[Excerpted passage]
▽
Time off for Dependants

By Kathryn Adderley
11 Oct 2022

Emergencies happen. When they do, your employees might need to take time off. As an employer, you’ll need to know how to manage time off for dependants. If you don’t, productivity can suffer, and you can damage the relationship you have with employees.

When an incident occurs, it’s almost always a sensitive issue. So, it’s good practice to understand how to handle the situation sensitively as an employer.

If you need immediate advice with this critical issue, speak to one of our HR team today on 01455 858 132. This advice applies to employers only. If you are not an employer, please seek advice from Acas.

What is time off for dependants?

It refers to employees having time off work to deal with unforeseen circumstances and emergencies involving dependants. It’s sometimes known as compassionate leave, although that term usually refers to the death of a loved one. It is an employee right to take this time off. It is your duty as an employer to ensure staff take leave if they request time off.

This right came into force on 15th December 1999.

Of course, there are rules about why an employee can take this time off and for how long. We’ll look at what defines “reasonable time” off later in the article.

Compassionate leave v time off for dependants

There is some confusion between these two terms, as they are often used interchangeably by many employers. Typically, compassionate leave refers to when a dependant dies or is severely injured. This leave occurs when the employee needs time to grieve or work through the emotional consequences of the incident.

Time off for dependants covers emergencies where care arrangements need to be made or changed. Employees should take this time off to deal with the issue only.

Children Playing in Classroom


Who is a dependant?

A dependant is anyone who depends on the employee for care. This includes:

  • Children
  • Siblings
  • Parents
  • Grandparents
  • A spouse or civil partner
  • An elderly neighbour

An important distinction is that a dependant doesn’t have to be related to the employee. They don’t have to live in the same household either. So long as they rely on the staff member for care, an employee must have time off to deal with any unexpected disruption to their long term care arrangements.

Reasons for time off

There are lots of reasons an employee might want time off work to take care off a dependant. For the time off to be legitimate, there has to be an unexpected event involving a dependant.
△
Reproduce the article on time off for dependants from the words "There is some" through the words "is a dependant?", substituting "mourn" for "grieve". Completing this exercise does not require the rows.

[Material shown]
▽
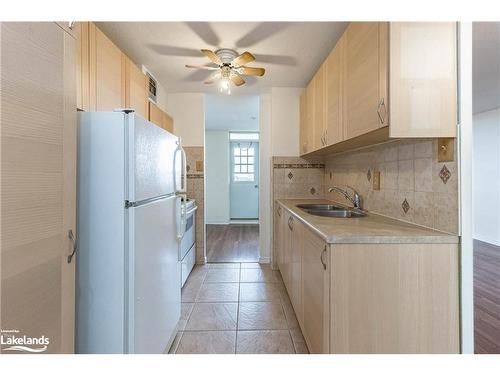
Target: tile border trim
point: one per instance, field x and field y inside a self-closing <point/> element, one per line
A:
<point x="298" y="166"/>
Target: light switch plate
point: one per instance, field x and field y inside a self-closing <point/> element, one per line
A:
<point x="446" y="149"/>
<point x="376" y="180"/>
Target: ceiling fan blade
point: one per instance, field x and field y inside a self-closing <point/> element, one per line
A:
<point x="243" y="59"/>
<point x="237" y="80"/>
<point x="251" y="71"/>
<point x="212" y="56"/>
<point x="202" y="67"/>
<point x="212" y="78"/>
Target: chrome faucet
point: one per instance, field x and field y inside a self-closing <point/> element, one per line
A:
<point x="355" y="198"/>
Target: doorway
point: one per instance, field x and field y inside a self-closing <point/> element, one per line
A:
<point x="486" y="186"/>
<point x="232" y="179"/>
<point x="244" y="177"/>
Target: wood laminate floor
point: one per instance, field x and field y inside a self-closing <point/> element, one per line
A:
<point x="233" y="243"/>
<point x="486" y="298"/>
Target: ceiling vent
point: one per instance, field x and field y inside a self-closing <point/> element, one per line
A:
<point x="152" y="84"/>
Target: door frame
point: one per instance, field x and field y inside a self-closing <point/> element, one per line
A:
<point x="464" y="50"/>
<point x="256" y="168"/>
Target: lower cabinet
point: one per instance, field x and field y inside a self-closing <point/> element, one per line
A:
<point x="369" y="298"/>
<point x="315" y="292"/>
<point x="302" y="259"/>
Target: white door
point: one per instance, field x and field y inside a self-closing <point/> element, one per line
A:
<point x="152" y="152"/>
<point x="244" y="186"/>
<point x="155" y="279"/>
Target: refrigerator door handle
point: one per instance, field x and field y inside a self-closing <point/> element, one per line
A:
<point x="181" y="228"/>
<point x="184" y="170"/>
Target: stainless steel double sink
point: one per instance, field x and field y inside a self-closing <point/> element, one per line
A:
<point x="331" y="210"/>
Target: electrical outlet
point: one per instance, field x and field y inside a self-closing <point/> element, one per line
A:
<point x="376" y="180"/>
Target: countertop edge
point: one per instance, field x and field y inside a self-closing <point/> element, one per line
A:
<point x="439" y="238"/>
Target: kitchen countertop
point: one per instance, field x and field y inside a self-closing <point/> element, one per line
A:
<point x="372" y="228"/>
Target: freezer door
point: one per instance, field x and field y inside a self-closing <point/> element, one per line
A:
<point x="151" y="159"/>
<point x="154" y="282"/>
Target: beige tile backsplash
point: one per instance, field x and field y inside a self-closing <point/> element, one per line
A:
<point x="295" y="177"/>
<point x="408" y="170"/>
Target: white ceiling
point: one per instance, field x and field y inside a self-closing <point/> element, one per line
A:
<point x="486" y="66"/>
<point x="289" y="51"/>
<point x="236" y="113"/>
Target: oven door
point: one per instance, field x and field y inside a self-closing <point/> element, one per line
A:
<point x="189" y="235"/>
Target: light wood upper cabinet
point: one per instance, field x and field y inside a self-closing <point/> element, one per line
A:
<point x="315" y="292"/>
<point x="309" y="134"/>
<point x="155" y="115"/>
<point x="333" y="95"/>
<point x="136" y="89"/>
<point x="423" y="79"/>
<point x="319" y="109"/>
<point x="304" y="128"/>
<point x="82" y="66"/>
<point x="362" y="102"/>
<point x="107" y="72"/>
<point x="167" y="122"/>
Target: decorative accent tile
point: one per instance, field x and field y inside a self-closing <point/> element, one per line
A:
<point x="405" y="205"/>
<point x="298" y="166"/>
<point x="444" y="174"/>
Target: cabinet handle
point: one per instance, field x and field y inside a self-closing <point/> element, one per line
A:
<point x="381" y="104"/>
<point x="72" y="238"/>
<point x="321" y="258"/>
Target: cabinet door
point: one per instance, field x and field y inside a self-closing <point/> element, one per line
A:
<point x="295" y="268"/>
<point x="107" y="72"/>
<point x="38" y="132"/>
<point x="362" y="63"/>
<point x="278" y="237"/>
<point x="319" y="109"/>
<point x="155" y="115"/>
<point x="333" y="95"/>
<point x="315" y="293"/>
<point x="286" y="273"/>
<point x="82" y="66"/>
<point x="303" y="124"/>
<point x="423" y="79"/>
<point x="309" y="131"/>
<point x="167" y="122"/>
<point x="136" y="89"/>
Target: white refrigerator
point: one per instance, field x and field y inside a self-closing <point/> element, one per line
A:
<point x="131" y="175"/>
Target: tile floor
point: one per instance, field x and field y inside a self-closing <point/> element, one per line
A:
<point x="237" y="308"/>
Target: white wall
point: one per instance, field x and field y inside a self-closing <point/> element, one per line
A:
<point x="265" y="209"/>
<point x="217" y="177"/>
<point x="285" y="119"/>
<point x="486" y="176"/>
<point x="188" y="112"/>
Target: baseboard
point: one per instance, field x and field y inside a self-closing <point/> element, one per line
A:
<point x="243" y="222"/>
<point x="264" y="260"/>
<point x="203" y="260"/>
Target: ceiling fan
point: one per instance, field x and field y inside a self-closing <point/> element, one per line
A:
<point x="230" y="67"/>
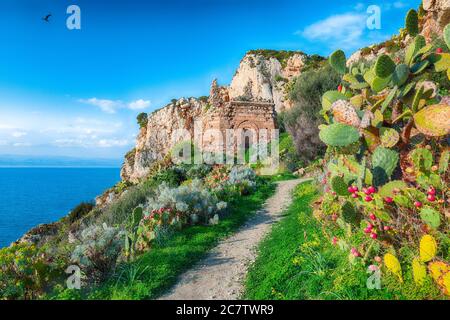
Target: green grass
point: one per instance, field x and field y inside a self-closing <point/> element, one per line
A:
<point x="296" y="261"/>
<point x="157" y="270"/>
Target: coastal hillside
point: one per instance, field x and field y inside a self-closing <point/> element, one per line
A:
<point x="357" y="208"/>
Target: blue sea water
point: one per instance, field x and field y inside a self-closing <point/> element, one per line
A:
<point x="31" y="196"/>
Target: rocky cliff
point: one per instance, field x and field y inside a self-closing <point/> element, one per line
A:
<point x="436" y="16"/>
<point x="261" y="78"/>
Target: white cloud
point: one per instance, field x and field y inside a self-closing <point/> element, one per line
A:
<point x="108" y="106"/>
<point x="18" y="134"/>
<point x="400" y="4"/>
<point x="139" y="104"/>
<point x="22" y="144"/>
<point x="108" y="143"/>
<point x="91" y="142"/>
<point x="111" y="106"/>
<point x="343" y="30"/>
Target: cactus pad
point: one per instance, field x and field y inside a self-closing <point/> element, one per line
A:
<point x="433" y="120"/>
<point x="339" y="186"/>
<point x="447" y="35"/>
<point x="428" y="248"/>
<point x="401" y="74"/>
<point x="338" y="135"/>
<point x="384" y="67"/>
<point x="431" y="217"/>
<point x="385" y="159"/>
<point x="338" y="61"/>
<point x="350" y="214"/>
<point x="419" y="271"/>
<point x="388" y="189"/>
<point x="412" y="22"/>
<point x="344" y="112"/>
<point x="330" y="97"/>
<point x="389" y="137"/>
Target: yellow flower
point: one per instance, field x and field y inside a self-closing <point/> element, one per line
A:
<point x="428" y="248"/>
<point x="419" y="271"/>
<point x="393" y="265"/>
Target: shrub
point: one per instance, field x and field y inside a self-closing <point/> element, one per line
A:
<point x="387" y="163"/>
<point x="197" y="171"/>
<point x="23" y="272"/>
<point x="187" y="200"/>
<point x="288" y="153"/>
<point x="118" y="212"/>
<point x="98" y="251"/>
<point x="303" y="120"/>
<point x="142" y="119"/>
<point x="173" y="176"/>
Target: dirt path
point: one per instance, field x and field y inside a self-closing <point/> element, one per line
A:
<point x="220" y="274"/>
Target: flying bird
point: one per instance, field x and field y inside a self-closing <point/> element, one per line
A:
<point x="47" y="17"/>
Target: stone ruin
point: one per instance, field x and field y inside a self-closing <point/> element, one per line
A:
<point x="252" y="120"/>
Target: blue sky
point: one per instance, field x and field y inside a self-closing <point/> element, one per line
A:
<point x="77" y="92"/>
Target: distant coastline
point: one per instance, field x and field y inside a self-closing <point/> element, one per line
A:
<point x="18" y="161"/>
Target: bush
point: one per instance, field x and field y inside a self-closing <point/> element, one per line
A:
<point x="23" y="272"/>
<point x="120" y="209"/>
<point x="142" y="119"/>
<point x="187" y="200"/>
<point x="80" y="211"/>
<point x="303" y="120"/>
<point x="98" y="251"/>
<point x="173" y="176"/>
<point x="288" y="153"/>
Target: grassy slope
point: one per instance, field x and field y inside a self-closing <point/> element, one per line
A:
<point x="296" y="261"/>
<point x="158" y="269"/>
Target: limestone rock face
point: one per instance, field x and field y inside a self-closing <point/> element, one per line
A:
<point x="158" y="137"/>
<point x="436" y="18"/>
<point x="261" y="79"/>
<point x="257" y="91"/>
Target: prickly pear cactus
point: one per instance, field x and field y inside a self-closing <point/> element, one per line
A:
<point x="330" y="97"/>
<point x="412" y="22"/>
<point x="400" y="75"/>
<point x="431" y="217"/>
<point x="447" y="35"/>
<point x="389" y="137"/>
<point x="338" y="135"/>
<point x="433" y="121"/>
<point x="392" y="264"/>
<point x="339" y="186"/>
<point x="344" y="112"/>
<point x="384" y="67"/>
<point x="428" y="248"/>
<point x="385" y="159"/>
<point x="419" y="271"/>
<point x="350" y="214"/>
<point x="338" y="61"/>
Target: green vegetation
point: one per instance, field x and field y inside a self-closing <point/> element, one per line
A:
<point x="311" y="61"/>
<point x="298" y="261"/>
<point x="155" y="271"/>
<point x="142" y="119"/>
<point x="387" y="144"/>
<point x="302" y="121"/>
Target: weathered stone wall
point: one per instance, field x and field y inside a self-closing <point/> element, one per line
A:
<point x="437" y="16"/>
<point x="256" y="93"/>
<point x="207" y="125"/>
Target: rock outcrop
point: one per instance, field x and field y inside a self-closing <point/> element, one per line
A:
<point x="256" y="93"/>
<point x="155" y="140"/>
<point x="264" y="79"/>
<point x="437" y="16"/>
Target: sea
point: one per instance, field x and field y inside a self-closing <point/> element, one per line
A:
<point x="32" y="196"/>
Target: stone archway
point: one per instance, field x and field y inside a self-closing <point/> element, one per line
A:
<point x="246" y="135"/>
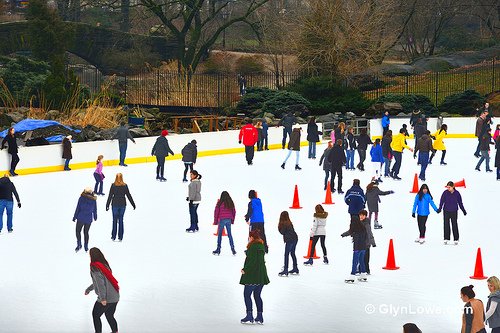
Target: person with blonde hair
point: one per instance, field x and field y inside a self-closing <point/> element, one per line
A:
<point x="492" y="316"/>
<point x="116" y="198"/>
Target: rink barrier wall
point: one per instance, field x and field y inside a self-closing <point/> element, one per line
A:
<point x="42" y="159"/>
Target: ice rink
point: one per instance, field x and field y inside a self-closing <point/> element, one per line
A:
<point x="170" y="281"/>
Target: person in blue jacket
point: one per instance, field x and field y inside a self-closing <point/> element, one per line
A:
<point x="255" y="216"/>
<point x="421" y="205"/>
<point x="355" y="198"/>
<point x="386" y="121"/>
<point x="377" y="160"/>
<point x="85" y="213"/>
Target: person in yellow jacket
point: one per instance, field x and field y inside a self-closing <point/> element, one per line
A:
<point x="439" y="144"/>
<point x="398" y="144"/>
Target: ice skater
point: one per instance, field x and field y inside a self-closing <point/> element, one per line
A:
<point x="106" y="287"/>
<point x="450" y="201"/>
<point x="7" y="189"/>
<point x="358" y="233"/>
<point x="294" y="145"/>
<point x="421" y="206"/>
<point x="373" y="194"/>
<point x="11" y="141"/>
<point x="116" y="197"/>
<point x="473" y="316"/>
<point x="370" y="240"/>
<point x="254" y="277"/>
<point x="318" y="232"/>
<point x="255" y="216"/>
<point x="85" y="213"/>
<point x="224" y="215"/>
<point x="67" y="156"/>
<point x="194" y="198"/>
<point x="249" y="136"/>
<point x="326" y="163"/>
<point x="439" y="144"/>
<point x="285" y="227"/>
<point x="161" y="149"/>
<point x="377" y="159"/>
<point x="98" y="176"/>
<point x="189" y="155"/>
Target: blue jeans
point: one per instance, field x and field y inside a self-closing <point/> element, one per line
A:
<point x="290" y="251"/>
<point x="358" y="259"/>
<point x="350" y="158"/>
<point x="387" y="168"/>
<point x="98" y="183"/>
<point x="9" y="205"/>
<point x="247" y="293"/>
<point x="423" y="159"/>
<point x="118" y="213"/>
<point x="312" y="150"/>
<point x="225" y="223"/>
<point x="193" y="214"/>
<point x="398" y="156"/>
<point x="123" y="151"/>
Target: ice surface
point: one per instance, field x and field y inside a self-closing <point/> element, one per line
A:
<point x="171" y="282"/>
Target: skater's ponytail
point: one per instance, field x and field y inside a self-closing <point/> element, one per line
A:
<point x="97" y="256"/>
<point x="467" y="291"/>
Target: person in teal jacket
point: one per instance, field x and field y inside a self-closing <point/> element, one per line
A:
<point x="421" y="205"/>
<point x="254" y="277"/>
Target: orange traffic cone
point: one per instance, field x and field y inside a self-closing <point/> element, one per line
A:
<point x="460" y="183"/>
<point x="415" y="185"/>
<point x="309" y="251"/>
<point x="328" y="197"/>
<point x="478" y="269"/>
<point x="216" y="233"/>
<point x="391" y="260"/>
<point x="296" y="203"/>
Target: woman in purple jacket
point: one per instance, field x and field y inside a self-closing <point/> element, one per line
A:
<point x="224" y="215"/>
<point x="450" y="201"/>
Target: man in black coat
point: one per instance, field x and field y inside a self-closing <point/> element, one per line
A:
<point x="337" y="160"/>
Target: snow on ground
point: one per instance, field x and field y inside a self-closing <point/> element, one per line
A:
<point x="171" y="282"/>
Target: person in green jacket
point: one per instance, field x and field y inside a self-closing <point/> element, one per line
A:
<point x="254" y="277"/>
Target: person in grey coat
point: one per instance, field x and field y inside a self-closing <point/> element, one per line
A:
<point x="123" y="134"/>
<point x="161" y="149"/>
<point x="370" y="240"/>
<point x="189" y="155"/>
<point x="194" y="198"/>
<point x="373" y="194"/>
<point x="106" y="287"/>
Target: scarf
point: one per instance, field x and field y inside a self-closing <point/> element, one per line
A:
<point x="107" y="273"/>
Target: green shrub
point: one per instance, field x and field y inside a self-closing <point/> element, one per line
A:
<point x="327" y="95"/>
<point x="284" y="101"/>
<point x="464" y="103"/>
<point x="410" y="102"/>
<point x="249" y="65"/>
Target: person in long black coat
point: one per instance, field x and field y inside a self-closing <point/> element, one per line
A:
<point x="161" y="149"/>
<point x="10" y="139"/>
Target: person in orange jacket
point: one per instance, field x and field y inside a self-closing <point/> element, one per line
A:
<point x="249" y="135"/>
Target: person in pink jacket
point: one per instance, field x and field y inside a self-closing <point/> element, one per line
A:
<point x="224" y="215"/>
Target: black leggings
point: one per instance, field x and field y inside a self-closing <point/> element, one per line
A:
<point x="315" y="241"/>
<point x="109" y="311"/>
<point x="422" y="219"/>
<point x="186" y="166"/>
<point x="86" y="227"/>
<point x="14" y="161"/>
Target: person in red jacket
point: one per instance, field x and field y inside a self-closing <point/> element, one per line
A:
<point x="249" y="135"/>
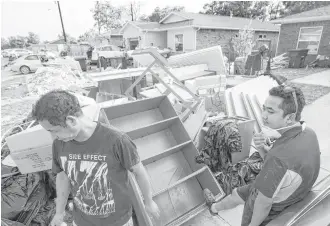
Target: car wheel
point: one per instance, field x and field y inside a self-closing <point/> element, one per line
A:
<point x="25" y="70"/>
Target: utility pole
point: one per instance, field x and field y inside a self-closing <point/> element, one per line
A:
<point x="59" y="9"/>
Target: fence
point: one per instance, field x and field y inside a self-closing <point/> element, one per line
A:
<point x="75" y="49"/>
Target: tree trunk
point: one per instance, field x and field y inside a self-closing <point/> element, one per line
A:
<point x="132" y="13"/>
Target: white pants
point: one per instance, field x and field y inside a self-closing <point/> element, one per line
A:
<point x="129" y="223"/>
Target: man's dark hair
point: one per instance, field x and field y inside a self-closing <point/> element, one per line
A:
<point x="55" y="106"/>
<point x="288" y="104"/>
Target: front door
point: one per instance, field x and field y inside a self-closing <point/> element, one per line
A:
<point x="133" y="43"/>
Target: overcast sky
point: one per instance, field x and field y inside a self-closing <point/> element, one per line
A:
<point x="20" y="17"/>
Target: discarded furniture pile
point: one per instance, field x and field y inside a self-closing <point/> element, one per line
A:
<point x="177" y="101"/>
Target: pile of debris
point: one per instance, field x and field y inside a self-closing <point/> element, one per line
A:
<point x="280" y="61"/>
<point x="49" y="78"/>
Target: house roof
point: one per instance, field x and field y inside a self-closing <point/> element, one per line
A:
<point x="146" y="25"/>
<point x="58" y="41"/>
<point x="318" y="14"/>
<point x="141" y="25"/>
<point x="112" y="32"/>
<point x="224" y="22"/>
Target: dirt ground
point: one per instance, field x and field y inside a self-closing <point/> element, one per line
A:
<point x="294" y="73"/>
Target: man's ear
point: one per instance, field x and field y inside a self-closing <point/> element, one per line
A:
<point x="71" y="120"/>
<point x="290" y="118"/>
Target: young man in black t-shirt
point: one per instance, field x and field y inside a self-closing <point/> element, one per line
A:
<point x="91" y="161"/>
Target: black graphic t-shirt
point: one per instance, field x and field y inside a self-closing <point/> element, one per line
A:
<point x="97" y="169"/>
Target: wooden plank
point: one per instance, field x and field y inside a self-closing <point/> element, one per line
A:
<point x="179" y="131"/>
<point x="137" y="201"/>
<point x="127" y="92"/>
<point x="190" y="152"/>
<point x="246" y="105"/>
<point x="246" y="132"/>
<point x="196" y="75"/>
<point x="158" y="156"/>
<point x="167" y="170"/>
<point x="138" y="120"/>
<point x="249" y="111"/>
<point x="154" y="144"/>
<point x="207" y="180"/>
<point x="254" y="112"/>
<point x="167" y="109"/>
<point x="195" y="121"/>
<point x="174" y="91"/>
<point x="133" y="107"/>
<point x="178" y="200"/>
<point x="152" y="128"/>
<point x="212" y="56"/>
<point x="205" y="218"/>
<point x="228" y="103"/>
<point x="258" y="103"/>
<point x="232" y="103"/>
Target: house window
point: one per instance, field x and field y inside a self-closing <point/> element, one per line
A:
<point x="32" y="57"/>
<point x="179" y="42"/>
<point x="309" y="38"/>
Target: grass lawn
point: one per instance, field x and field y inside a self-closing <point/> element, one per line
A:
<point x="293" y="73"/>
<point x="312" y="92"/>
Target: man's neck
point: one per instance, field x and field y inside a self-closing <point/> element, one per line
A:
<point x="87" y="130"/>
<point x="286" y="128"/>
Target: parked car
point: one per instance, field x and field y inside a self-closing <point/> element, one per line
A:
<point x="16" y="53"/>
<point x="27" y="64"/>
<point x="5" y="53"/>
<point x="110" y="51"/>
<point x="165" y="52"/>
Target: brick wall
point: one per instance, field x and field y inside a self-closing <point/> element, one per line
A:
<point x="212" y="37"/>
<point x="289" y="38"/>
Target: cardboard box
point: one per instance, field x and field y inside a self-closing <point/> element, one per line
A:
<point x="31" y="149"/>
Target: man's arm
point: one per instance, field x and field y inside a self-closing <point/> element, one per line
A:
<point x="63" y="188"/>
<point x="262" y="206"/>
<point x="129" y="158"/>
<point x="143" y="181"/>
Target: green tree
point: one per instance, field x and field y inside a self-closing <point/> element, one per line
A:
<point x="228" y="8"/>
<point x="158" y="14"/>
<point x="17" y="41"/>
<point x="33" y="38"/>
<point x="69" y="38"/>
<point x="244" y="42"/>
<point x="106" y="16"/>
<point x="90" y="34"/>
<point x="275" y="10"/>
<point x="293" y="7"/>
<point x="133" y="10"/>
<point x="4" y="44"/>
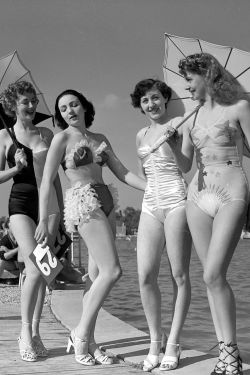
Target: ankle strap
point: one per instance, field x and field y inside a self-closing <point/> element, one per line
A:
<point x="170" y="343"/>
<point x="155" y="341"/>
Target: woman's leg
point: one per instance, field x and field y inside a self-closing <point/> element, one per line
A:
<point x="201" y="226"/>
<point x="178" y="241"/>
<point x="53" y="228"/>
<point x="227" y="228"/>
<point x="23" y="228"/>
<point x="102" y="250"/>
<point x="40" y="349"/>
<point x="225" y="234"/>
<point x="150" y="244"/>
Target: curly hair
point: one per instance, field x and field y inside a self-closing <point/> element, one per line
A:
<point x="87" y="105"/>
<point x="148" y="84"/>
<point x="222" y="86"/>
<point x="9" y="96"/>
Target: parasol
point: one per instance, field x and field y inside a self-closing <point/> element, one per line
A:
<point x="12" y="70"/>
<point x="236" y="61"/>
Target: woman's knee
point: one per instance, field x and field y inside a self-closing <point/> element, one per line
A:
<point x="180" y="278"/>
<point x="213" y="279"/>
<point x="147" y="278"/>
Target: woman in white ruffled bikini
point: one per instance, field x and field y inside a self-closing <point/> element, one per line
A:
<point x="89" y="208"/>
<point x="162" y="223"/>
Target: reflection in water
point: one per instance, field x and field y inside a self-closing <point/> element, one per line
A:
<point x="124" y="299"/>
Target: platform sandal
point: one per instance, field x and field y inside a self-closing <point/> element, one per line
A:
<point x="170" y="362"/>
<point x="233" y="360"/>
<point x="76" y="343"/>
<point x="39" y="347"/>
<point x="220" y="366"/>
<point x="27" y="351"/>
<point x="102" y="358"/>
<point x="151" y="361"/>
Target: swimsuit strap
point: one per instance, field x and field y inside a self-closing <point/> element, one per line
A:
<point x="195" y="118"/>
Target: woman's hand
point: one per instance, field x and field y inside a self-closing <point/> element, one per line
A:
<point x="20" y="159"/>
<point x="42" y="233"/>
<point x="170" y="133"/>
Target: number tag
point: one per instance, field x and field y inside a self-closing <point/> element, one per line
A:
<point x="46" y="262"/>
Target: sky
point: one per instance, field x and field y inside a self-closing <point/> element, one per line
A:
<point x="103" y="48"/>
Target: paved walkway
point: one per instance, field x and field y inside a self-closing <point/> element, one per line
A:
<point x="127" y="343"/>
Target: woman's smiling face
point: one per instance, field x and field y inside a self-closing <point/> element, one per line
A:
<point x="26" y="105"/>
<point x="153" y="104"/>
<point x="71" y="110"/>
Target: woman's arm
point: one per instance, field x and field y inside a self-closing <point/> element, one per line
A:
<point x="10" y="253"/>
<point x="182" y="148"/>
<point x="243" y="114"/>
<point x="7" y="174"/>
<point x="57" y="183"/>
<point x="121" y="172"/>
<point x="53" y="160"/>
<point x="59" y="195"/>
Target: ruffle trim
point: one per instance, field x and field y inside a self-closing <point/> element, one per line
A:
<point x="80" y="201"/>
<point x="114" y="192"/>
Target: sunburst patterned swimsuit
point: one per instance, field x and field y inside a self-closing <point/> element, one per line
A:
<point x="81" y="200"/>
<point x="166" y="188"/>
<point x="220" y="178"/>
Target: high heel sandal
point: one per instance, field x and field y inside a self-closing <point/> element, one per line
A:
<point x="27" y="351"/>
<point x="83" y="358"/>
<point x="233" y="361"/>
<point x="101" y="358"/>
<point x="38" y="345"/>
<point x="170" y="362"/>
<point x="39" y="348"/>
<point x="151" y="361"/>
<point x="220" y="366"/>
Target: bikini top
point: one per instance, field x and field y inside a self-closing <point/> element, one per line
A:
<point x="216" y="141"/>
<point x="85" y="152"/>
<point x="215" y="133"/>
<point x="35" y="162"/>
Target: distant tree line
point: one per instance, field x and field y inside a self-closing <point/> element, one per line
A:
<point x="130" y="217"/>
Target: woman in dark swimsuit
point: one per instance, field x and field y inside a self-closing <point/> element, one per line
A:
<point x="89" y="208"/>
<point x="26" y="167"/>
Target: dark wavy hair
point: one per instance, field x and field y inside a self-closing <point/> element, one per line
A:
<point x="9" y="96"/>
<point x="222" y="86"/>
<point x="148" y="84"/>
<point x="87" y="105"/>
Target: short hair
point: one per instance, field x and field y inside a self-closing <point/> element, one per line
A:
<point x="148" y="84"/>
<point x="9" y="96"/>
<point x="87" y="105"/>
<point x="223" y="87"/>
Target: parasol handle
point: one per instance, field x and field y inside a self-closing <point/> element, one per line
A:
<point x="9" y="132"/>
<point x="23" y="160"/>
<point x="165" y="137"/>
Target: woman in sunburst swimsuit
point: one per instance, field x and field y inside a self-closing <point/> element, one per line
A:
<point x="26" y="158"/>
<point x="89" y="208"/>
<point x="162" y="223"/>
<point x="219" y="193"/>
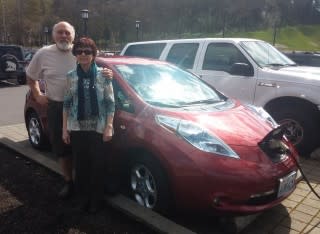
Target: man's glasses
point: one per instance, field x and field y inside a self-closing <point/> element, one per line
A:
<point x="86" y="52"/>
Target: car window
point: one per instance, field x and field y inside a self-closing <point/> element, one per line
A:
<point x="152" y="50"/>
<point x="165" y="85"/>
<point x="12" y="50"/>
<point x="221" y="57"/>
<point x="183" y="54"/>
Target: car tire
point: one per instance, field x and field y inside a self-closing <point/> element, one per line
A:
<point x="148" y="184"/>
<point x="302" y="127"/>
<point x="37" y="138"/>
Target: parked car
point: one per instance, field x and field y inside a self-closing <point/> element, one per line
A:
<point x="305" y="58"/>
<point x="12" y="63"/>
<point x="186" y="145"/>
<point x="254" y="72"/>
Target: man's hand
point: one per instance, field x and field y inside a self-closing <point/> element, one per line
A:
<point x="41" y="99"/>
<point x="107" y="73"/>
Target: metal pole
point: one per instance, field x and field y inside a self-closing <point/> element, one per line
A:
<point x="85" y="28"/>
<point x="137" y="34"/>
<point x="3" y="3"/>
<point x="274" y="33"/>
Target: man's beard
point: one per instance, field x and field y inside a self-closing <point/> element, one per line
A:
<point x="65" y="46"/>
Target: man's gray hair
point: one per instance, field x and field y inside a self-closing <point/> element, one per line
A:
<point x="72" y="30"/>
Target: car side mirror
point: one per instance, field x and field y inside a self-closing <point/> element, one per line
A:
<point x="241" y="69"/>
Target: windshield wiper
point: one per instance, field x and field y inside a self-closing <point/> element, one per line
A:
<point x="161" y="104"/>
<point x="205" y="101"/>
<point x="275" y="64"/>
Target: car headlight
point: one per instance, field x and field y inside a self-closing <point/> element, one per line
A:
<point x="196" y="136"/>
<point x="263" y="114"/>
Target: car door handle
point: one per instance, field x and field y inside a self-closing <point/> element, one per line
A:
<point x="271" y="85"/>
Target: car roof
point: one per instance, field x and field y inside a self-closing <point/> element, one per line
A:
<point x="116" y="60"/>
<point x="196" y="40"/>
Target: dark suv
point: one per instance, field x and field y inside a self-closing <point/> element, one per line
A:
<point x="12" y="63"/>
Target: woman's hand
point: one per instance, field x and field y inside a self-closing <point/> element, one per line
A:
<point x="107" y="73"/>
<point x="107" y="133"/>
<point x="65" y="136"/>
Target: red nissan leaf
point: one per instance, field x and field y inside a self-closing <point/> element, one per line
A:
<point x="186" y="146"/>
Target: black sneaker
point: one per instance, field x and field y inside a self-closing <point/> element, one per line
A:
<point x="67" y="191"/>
△
[Exercise solution]
There is some confusion between these two terms, as they are often used interchangeably by many employers. Typically, compassionate leave refers to when a dependant dies or is severely injured. This leave occurs when the employee needs time to mourn or work through the emotional consequences of the incident.

Time off for dependants covers emergencies where care arrangements need to be made or changed. Employees should take this time off to deal with the issue only.

Children Playing in Classroom


Who is a dependant?